Written task A -
Write out the part of the mortgage glossary below, everything from "Amortization schedule" down to "practice of appraisal.".

____ Source passage

Amortization schedule
A table showing the mortgage payment, broken down by interest and amortization, the loan balance, tax and insurance payments if made by the lender, and the balance of the tax/insurance escrow account.

Appraisal
A written estimate of a property's current market value prepared by an appraiser.

Appraiser
A professional with knowledge of real estate markets and skilled in the practice of appraisal.

APR
The Annual Percentage Rate, which must be reported by lenders under Truth in Lending regulations. It is a comprehensive measure of credit cost to the borrower that takes account of the interest rate, points, and flat dollar charges. It is also adjusted for the time value of money, so that dollars paid by the borrower up-front carry a heavier weight than dollars paid ten years down the road.

Automated underwriting
A computer-driven process for informing the loan applicant very quickly, sometimes within a few minutes, whether the applicant will be approved, or whether the application will be forwarded to an underwriter. The quick decision is based on information provided by the applicant, which is subject to later verification, and other information retrieved electronically including information about the borrower's credit history and the subject property.

Balloon mortgage
A mortgage which is payable in full after a period that is shorter than the term. In most cases, the balance is refinanced with the current or another lender. On a 7-year balloon loan, for example, the payment is usually calculated over a 30-year period, and the balance at the end of the 7th year must be repaid or refinanced at that time. Balloon mortgages are similar to ARMs in that the borrower trades off a lower rate in the early years against the risk of a higher rate later.

Bridge loan
A short-term loan, usually from a bank, that "bridges" the period between the closing date of a home purchase and the closing date of a home sale. To qualify for a bridge loan, the borrower must have a contract to sell the existing house.

Buy-down
A permanent buy-down is the payment of points in exchange for a lower interest rate. A temporary buy-down concentrates the rate reduction in the early years.

________

Written task B -
Convert the entries below into a JSON list of strings, one string per line and no blank lines. Include everything from the first line of the entries down to the line containing "top-left (0, 0), bottom-right (116, 22)", both ends included, and leave out the pictures.

____ Data to use

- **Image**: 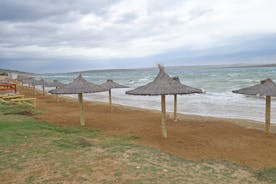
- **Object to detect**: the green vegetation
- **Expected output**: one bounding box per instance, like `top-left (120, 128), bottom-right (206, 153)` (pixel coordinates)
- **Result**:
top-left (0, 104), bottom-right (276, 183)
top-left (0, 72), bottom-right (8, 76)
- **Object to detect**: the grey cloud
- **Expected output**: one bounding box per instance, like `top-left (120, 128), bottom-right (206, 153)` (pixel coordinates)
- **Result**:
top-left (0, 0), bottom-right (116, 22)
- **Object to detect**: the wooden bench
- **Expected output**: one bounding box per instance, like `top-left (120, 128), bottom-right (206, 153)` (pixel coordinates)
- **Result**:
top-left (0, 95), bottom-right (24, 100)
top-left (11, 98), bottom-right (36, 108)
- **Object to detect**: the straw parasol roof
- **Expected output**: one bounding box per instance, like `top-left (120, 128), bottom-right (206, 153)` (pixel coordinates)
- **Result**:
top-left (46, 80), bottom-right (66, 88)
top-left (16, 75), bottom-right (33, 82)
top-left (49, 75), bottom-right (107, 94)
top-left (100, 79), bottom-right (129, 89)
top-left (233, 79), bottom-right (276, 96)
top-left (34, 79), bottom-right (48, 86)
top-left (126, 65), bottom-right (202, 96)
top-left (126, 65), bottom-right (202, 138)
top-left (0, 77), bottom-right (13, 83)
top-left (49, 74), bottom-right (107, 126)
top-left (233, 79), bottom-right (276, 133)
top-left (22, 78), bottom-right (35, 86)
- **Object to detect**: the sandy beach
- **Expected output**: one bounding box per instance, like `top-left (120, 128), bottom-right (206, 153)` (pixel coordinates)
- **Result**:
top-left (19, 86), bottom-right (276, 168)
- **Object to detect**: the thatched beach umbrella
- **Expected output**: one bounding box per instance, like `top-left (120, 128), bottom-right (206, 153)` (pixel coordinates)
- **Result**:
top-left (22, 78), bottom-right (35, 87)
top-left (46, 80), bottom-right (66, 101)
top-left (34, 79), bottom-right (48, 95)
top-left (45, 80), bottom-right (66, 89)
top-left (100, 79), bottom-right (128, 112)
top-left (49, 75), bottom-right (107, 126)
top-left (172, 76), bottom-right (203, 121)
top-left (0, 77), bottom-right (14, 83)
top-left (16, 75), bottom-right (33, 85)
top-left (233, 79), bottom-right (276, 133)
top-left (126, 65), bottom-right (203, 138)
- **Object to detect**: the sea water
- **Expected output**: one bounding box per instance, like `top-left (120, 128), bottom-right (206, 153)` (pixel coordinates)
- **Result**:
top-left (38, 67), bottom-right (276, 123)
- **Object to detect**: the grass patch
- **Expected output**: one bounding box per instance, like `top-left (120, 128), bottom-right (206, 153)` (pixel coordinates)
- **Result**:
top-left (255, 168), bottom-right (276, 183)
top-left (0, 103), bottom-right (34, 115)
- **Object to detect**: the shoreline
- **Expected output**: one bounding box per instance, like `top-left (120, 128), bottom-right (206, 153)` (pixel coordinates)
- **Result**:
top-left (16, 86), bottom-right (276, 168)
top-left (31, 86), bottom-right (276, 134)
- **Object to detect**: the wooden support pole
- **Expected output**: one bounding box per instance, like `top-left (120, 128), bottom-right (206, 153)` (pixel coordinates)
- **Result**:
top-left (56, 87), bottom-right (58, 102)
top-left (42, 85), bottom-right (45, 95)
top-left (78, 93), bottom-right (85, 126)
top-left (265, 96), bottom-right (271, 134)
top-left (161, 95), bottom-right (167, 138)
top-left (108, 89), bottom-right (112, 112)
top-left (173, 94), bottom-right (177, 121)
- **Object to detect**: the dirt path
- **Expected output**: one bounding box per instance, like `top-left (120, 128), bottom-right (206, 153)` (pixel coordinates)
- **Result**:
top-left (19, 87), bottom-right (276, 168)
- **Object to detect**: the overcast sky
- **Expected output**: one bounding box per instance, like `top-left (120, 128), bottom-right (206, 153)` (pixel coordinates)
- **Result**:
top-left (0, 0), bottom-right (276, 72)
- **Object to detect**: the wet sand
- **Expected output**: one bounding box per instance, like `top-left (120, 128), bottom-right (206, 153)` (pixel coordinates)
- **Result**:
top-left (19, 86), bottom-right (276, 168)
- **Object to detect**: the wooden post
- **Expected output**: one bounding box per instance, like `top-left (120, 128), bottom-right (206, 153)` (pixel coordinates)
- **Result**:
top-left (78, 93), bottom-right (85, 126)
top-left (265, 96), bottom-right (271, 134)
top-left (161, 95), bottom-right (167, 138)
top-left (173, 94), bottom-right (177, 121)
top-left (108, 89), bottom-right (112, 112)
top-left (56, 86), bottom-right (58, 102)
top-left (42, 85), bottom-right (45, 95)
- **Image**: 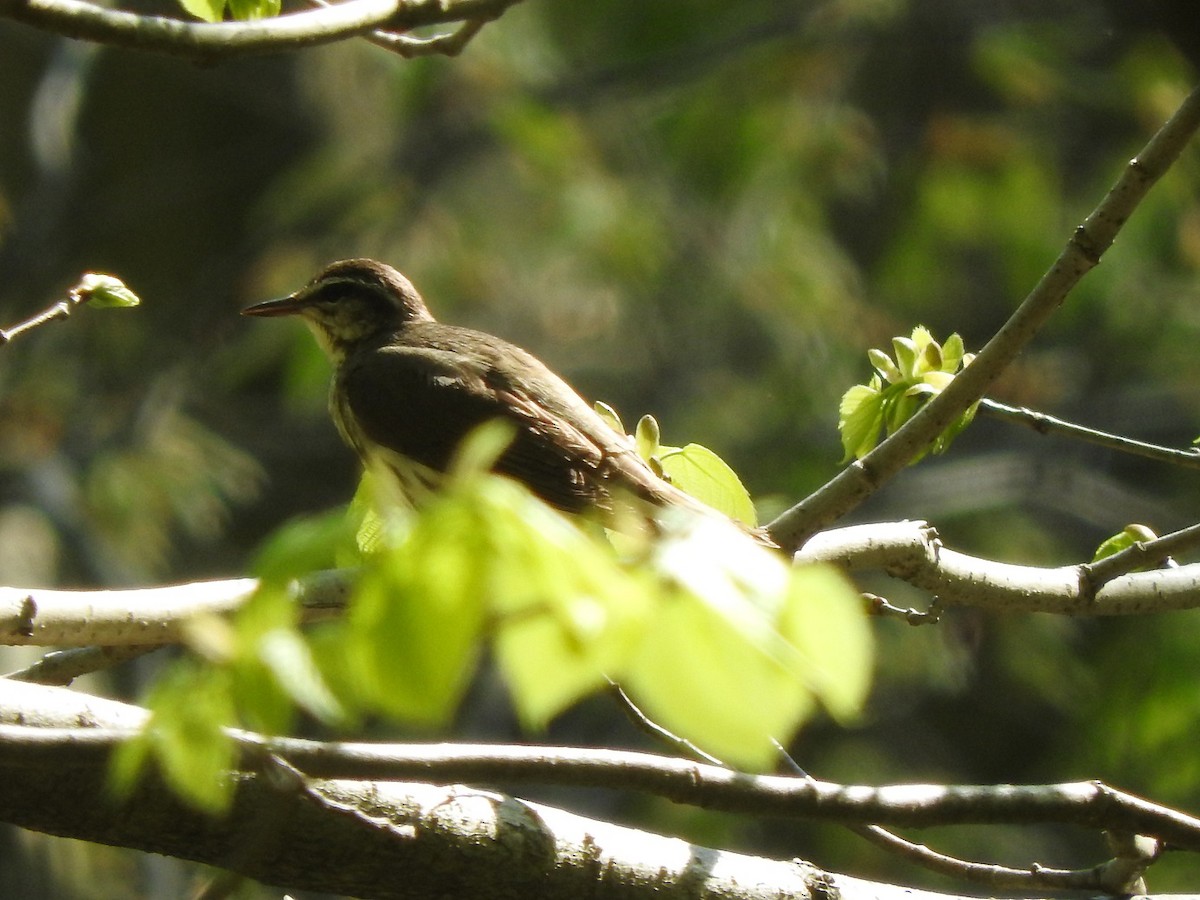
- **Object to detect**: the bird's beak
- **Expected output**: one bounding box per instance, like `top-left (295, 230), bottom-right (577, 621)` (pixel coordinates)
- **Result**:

________

Exercise output A -
Amortization schedule
A table showing the mortgage payment, broken down by interest and amortization, the loan balance, tax and insurance payments if made by the lender, and the balance of the tax/insurance escrow account.

Appraisal
A written estimate of a property's current market value prepared by an appraiser.

Appraiser
A professional with knowledge of real estate markets and skilled in the practice of appraisal.

Exercise output B -
[
  "- **Image**: ",
  "- **Object to detect**: the green vegetation",
  "- **Expected output**: one bounding box per instance, like `top-left (120, 128), bottom-right (206, 153)` (pixel coordinates)",
  "- **Result**:",
  "top-left (0, 104), bottom-right (276, 183)",
  "top-left (0, 72), bottom-right (8, 76)",
  "- **Object to detect**: the grey cloud",
  "- **Expected output**: one bounding box per instance, like `top-left (120, 128), bottom-right (206, 153)` (pixel coordinates)",
  "- **Result**:",
  "top-left (0, 0), bottom-right (116, 22)"
]